### [What is needed]
Render all of the data below as a JSON array of strings, with one string per line and blank lines omitted.

### [Task data]
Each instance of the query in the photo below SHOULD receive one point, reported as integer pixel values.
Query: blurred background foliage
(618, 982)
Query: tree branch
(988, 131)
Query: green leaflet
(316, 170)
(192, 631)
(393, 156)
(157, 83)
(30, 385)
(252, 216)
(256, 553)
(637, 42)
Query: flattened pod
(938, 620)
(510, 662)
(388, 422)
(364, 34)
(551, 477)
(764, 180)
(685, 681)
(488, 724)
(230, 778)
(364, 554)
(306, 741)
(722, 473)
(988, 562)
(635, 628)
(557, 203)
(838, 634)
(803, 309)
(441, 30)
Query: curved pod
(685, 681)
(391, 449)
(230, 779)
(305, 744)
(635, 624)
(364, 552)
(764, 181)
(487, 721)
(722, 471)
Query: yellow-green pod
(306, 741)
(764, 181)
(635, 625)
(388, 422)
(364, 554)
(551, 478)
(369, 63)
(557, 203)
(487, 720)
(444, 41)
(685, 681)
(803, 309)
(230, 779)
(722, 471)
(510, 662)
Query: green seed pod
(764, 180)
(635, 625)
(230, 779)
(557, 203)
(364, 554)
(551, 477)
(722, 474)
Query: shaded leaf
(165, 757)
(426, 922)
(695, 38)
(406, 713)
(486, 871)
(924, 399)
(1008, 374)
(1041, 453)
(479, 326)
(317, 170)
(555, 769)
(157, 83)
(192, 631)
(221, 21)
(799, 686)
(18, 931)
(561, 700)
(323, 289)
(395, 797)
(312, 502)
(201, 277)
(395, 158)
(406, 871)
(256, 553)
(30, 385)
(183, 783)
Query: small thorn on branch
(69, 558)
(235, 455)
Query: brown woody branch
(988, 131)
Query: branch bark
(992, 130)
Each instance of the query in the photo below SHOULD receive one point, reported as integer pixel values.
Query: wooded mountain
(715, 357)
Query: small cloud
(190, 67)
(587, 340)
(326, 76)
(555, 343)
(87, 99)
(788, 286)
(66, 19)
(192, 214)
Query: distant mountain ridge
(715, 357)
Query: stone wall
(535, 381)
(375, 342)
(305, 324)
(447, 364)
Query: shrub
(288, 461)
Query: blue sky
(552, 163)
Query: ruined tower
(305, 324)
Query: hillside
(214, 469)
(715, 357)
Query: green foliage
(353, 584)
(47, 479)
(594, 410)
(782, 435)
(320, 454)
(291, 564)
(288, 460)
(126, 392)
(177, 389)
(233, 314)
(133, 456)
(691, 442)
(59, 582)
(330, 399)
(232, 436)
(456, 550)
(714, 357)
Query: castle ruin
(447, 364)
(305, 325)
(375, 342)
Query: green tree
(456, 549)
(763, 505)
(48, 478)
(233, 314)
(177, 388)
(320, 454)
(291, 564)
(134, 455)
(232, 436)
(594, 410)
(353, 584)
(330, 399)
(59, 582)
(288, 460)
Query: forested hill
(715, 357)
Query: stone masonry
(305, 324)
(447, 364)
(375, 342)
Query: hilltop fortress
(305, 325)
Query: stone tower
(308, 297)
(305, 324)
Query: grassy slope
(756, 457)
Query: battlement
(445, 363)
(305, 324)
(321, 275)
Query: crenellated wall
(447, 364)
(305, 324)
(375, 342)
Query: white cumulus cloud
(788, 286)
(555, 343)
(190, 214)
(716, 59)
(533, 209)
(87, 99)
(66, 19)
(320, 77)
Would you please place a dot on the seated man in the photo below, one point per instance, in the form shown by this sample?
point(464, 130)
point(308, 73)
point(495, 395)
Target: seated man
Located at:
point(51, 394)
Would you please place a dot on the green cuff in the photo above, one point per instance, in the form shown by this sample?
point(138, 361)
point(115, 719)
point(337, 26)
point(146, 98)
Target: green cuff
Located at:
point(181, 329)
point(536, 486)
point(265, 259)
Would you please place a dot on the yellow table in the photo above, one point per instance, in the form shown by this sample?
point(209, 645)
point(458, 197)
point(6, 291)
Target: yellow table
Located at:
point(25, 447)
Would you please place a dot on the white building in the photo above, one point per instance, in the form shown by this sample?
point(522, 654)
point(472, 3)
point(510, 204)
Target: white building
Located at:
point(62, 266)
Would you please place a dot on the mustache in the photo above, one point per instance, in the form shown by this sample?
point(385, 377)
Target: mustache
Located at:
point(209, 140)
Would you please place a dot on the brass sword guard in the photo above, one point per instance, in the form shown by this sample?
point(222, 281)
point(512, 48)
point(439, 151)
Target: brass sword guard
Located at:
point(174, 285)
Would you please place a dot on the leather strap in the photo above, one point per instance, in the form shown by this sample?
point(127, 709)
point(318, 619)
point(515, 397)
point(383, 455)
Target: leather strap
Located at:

### [Correct output]
[
  "Each instance of the query in the photo below SHOULD receive one point, reported as integer pixel values.",
  "Query: blurred background foliage",
  "(618, 982)",
  "Query: tree branch",
  "(988, 131)",
  "Query: green leaflet",
  "(316, 170)",
  "(192, 631)",
  "(393, 156)",
  "(157, 83)",
  "(30, 385)",
  "(252, 216)",
  "(256, 553)",
  "(637, 42)",
  "Query: flattened pod",
  "(938, 620)",
  "(510, 662)",
  "(388, 422)",
  "(364, 34)",
  "(551, 477)",
  "(764, 180)",
  "(685, 681)",
  "(488, 724)",
  "(230, 778)",
  "(364, 554)",
  "(306, 741)",
  "(722, 473)",
  "(988, 562)",
  "(635, 628)",
  "(557, 203)",
  "(838, 634)",
  "(803, 309)",
  "(441, 30)",
  "Query: curved pod",
  "(685, 681)",
  "(391, 449)",
  "(230, 779)",
  "(305, 744)",
  "(635, 624)",
  "(364, 552)",
  "(764, 181)",
  "(487, 721)",
  "(722, 471)",
  "Query: yellow-green pod",
  "(306, 741)",
  "(764, 181)",
  "(635, 625)",
  "(388, 422)",
  "(364, 554)",
  "(551, 478)",
  "(369, 63)",
  "(557, 203)",
  "(487, 720)",
  "(444, 41)",
  "(685, 681)",
  "(803, 309)",
  "(230, 779)",
  "(722, 471)",
  "(510, 662)",
  "Query: green seed pod",
  "(764, 180)",
  "(635, 625)",
  "(230, 779)",
  "(557, 203)",
  "(364, 554)",
  "(551, 477)",
  "(722, 474)",
  "Query: shaded leaf",
  "(165, 757)",
  "(426, 922)",
  "(695, 38)",
  "(406, 713)",
  "(486, 871)",
  "(924, 399)",
  "(1008, 374)",
  "(1041, 453)",
  "(479, 326)",
  "(317, 170)",
  "(555, 769)",
  "(157, 83)",
  "(192, 631)",
  "(221, 21)",
  "(799, 686)",
  "(18, 931)",
  "(561, 700)",
  "(323, 289)",
  "(395, 797)",
  "(312, 502)",
  "(201, 277)",
  "(395, 158)",
  "(406, 871)",
  "(256, 553)",
  "(30, 385)",
  "(183, 783)",
  "Query: small thorn on branch",
  "(69, 558)",
  "(235, 455)",
  "Query: brown woody branch",
  "(988, 131)",
  "Query: branch bark",
  "(992, 130)",
  "Each instance of the query in the photo below SHOULD receive one point, reported as integer pixel values.",
  "Query: wooded mountain",
  "(715, 357)",
  "Query: small cloud",
  "(190, 67)",
  "(587, 340)",
  "(326, 76)",
  "(555, 343)",
  "(87, 99)",
  "(788, 286)",
  "(66, 19)",
  "(192, 214)",
  "Query: distant mountain ridge",
  "(715, 357)",
  "Query: stone wall",
  "(535, 381)",
  "(375, 342)",
  "(305, 324)",
  "(447, 364)",
  "Query: shrub",
  "(288, 461)",
  "Query: blue sky",
  "(552, 163)",
  "Query: ruined tower",
  "(305, 324)",
  "Query: hillside",
  "(214, 469)",
  "(715, 357)",
  "Query: green foliage",
  "(353, 584)",
  "(47, 479)",
  "(594, 410)",
  "(782, 435)",
  "(320, 454)",
  "(291, 564)",
  "(288, 460)",
  "(126, 392)",
  "(177, 389)",
  "(233, 314)",
  "(133, 456)",
  "(691, 442)",
  "(59, 582)",
  "(330, 399)",
  "(232, 436)",
  "(456, 550)",
  "(714, 357)",
  "Query: castle ruin",
  "(447, 364)",
  "(305, 325)",
  "(375, 342)",
  "Query: green tree",
  "(456, 549)",
  "(763, 505)",
  "(48, 478)",
  "(233, 314)",
  "(177, 388)",
  "(320, 454)",
  "(291, 564)",
  "(134, 455)",
  "(232, 436)",
  "(594, 410)",
  "(353, 584)",
  "(330, 399)",
  "(59, 582)",
  "(288, 460)",
  "Query: forested hill",
  "(715, 357)",
  "Query: stone masonry",
  "(305, 324)",
  "(447, 364)",
  "(375, 342)",
  "Query: hilltop fortress",
  "(305, 325)",
  "Query: stone tower",
  "(308, 297)",
  "(305, 324)",
  "Query: grassy slope",
  "(756, 457)",
  "Query: battlement",
  "(445, 363)",
  "(305, 324)",
  "(321, 275)",
  "Query: crenellated wall",
  "(447, 364)",
  "(305, 324)",
  "(375, 342)",
  "Query: white cumulus cloud",
  "(788, 286)",
  "(555, 343)",
  "(190, 214)",
  "(716, 59)",
  "(533, 209)",
  "(87, 99)",
  "(66, 19)",
  "(320, 77)",
  "Would you please place a dot on the seated man in the photo below, one point per instance, in the form shown by this sample?",
  "point(464, 130)",
  "point(308, 73)",
  "point(495, 395)",
  "Target: seated man",
  "Located at:",
  "point(51, 394)",
  "Would you please place a dot on the green cuff in the photo above, one point per instance, in the form shown by this sample?",
  "point(138, 361)",
  "point(115, 719)",
  "point(337, 26)",
  "point(146, 98)",
  "Target: green cuff",
  "Located at:",
  "point(181, 329)",
  "point(536, 486)",
  "point(265, 259)",
  "Would you please place a dot on the yellow table in the photo above, one point per instance, in the form shown by this sample?",
  "point(209, 645)",
  "point(458, 197)",
  "point(6, 291)",
  "Target: yellow table",
  "Located at:",
  "point(25, 447)",
  "Would you please place a dot on the white building in the photo above, one point per instance, in the form shown by this sample?",
  "point(522, 654)",
  "point(472, 3)",
  "point(510, 204)",
  "Target: white building",
  "Located at:",
  "point(62, 266)",
  "Would you please place a dot on the mustache in the photo above, one point per instance, in the form shown by this sample?",
  "point(385, 377)",
  "Target: mustache",
  "Located at:",
  "point(209, 140)",
  "Would you please place a dot on the brass sword guard in the photo above, one point per instance, in the form shown by this sample?",
  "point(222, 281)",
  "point(512, 48)",
  "point(439, 151)",
  "Target: brass sword guard",
  "Located at:",
  "point(174, 285)",
  "Would you please place a dot on the leather strap in the photo above, one point per instance, in the form shown by this sample?",
  "point(127, 709)",
  "point(318, 619)",
  "point(515, 397)",
  "point(383, 455)",
  "Target: leather strap",
  "Located at:"
]